- Work instructions -
1. List every passage reference that the Tehran extract gives in parentheses to cite an ancient text.
2. Print the portion of the Tehran extract from "In English, it" to "over 6,000 years." word for word.

- Extract provided -
The official City of Tehran website says that "Tehran" comes from the Persian words "Tah" meaning "end", or "bottom", and "Ran" meaning "[mountain] slope"; the bottom of the mountain (ته کوه), referring to Tehran's position at the foot of the Alborz mountains.

In English, it is also spelt "Teheran", with both variants being used in books since at least 1800, and "Teheran" being the dominant form from after WWII until shortly before the Islamic Revolution.

== History ==

Archaeological remains from the ancient city of Ray suggest that settlement in Tehran dates back over 6,000 years.

=== Classical era ===
Tehran is in the historical Media region (𐎶𐎠𐎭 Māda) in northwestern Iran. By the time of the Median Empire, part of present-day Tehran was a suburb of the prominent Median city of Rhages (𐎼𐎥𐎠 Ragā). In the Avesta's Videvdat (i, 15), Rhages is mentioned as the 12th sacred place created by Ohrmazd. In Old Persian inscriptions, Rhages appears as a province (Bistun 2, 10–18). From Rhages, Darius I sent reinforcements to his father Hystaspes, who was putting down a rebellion in Parthia (Bistun 3, 1–10). Some Middle Persian texts give Rhages as the birthplace of Zoroaster, although modern historians generally place the birth of Zoroaster in Khorasan province.

- Information shown -
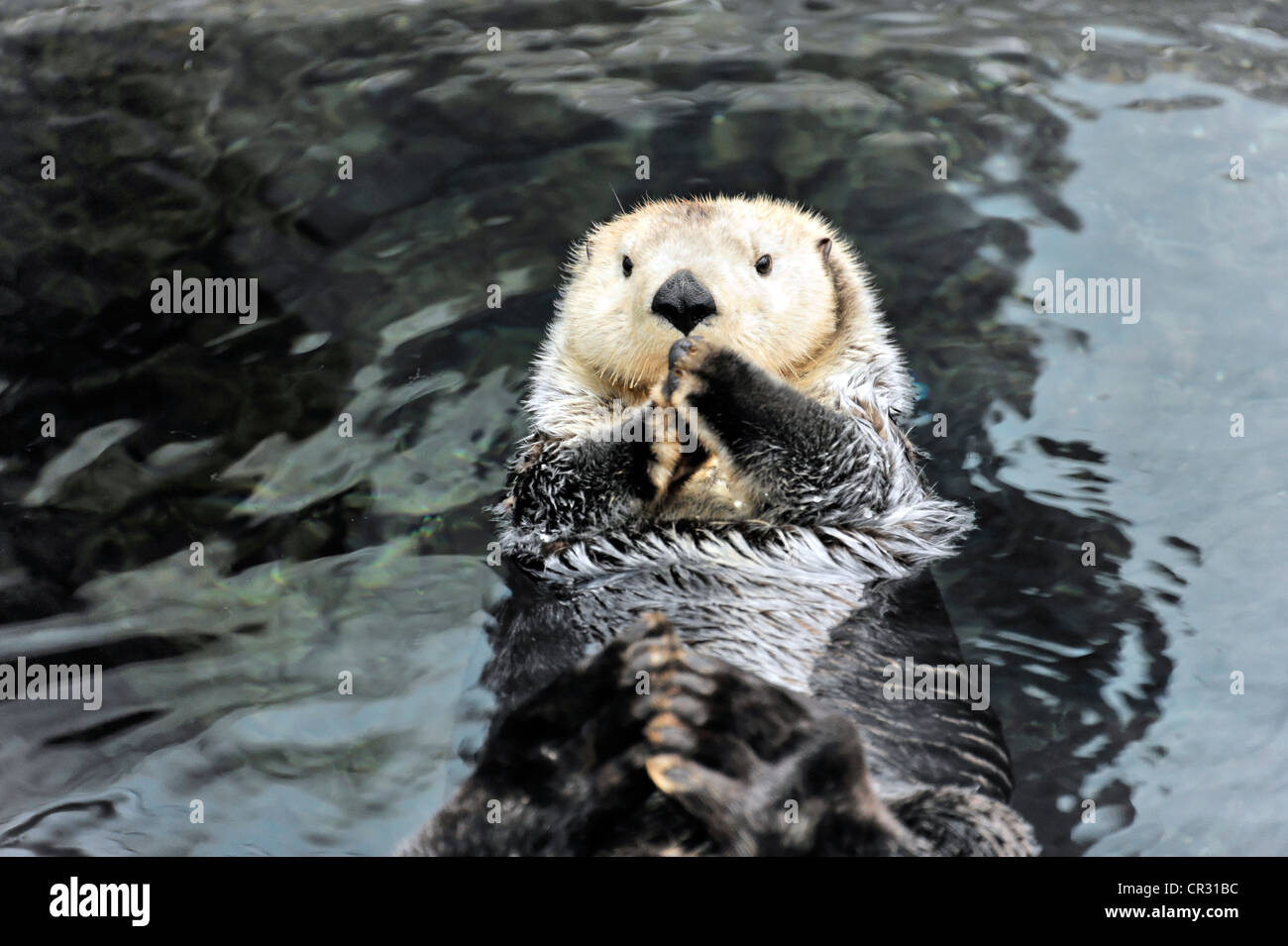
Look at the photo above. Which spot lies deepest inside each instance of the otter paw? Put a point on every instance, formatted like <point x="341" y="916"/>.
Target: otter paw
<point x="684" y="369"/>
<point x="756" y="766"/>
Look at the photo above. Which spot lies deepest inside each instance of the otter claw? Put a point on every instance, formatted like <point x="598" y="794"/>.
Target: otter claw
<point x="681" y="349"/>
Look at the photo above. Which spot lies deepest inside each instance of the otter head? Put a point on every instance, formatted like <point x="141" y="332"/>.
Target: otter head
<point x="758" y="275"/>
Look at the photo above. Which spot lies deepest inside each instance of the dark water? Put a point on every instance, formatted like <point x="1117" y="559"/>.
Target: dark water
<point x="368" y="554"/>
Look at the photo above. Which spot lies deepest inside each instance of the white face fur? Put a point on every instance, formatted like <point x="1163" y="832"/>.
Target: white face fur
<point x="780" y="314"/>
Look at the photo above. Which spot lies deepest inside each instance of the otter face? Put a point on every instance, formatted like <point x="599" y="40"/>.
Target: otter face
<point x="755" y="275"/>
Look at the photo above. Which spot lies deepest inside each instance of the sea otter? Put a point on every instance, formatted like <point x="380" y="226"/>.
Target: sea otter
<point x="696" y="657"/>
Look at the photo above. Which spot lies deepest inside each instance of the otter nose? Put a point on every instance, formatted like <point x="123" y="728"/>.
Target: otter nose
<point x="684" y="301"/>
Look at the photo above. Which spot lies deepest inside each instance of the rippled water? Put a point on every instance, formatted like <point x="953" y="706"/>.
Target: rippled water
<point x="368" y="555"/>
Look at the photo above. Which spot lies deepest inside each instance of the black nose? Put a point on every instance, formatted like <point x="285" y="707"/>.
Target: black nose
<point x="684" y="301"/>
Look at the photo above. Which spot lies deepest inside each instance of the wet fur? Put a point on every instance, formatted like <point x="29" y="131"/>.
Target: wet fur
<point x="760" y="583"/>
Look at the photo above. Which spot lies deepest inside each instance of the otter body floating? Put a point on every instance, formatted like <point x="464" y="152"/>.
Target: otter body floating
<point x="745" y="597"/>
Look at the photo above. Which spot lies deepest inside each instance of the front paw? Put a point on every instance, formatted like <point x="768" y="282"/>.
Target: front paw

- Answers for the exercise -
1.
i, 15
Bistun 2, 10–18
Bistun 3, 1–10

2.
In English, it is also spelt "Teheran", with both variants being used in books since at least 1800, and "Teheran" being the dominant form from after WWII until shortly before the Islamic Revolution.

== History ==

Archaeological remains from the ancient city of Ray suggest that settlement in Tehran dates back over 6,000 years.